Verilen görev A ▸
Aşağıdaki metin parçasına göre şu soruları yanıtlayın ve yanıtları aynı biçimde işaretleyin:
(i) Erkeklere oranla kadınlarda çok daha fazla olduğu söylenen üç şey nedir?
(ii) Yazar neyi anlamakta güçlük çektiğini söylüyor?
(iii) Masaldaki erkek kahraman neyin simgesi olarak anılıyor?

Metin parçası ▸
Sevgili şehirli kadınlar, kızmayın bana…

Dünyada ve özellikle yaşadığım coğrafyada; evet ezilen ve şiddete maruz kalan kadın sayısı, ücret eşitsizliği, işten çıkarılma oranı erkeklere oranla çok daha fazla. Daha neler sayabiliriz hem de istatistikleriyle. Önemli acılar bunlar.

Elbette hepsi gerçek ancak başka gerçeklerin de konuşulması gerekmiyor mu? 

Kendi hayatlarında devrim gerçekleştirememiş kadınlar hangi özgürlüğü telaffuz ediyorlar anlamakta güçlük çekiyorum. Anne- baba evinden evlenerek çıkıp, kendi ayaklarının üzerinde durmanın ne olduğunu bilmeyerek büyümedi mi bu kadınların çoğu, hatta erkeklerin? (Ben de dahil olmak üzere)  Kendi isteklerinin, inandıkları hayatın peşinden sürüklenmek yerine, beyaz eşyalarını tamamlayıp, büyük bir sülale eşliğinde evlenerek, ne istediklerini bilmeden, düşünmeden başlamadı mı birçoğu hayata?
Erkeği sürekli olarak bir kurtarıcı ve ona hayatın nimetlerini sunan bir güç olarak görmediler mi? Masaldaki prensesi kurtaracak bir güç simgesi olan erkek kahramanı beklemediler mi çoğunlukla? Kurtarıcının arkasından sürüklenmeyi istemediler mi?

Alıştırma kayıtları ▸
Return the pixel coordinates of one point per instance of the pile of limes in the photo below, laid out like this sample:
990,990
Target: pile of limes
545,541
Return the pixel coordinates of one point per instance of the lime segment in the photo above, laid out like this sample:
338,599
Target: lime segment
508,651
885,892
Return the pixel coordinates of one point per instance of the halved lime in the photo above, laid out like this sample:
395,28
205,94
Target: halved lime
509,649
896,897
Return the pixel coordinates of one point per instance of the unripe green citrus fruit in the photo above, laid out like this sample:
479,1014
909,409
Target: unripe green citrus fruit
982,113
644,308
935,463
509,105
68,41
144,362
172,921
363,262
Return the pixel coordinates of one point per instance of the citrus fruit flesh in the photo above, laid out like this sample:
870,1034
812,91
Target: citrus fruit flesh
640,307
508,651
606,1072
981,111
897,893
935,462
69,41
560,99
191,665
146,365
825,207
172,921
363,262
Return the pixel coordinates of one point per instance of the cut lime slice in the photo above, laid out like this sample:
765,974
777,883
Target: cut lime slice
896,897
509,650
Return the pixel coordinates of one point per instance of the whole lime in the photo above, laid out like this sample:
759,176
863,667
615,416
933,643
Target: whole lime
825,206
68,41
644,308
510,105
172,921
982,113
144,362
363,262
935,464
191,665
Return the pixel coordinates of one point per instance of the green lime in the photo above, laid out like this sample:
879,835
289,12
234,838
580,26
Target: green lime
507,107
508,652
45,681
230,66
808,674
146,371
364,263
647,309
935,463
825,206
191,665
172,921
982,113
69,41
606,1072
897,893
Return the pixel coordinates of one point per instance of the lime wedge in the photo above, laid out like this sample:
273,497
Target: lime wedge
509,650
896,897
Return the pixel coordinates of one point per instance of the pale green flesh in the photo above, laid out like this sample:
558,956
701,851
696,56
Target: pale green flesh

Verilen görev B ▸
Yukarıdaki kayıtlarda "the lime segment" geçen satırdan başlayıp kayıtların sonuna kadar uzanan satırları yeniden yazın ve "Target" yerine "Label" koyun. Geri kalan her şey aynı kalsın, yalnızca bu satırları verin.

Doğru sonuç A ▸
(i) Ezilen ve şiddete maruz kalan kadın sayısı, ücret eşitsizliği ve işten çıkarılma oranı.
(ii) Kendi hayatlarında devrim gerçekleştirememiş kadınların hangi özgürlüğü telaffuz ettiklerini anlamakta güçlük çekiyor.
(iii) Masaldaki prensesi kurtaracak bir gücün simgesi olarak anılıyor.

Doğru sonuç B ▸
Return the pixel coordinates of one point per instance of the lime segment in the photo above, laid out like this sample:
338,599
Label: lime segment
508,651
885,892
Return the pixel coordinates of one point per instance of the halved lime in the photo above, laid out like this sample:
395,28
205,94
Label: halved lime
509,649
896,897
Return the pixel coordinates of one point per instance of the unripe green citrus fruit in the photo above, laid out like this sample:
479,1014
909,409
Label: unripe green citrus fruit
982,113
644,308
935,463
509,105
68,41
144,362
172,921
363,262
Return the pixel coordinates of one point per instance of the citrus fruit flesh in the photo above, laid out like this sample:
870,1034
812,91
Label: citrus fruit flesh
640,307
508,651
606,1072
981,111
897,893
935,462
69,41
560,99
191,665
146,365
825,207
172,921
363,262
Return the pixel coordinates of one point per instance of the cut lime slice in the photo above, laid out like this sample:
765,974
777,883
Label: cut lime slice
896,897
509,650
Return the pixel coordinates of one point per instance of the whole lime in the photo above, laid out like this sample:
759,176
863,667
615,416
933,643
Label: whole lime
825,206
68,41
644,308
510,105
172,921
982,113
144,362
363,262
935,464
191,665
Return the pixel coordinates of one point per instance of the green lime in the photo above, laid out like this sample:
879,835
289,12
234,838
580,26
Label: green lime
507,107
508,652
45,681
230,66
808,674
146,371
364,263
647,309
935,463
825,206
191,665
172,921
982,113
69,41
606,1072
897,893
Return the pixel coordinates of one point per instance of the lime wedge in the photo above, laid out like this sample:
273,497
Label: lime wedge
509,650
896,897
Return the pixel coordinates of one point per instance of the pale green flesh in the photo above, laid out like this sample:
558,956
701,851
696,56
Label: pale green flesh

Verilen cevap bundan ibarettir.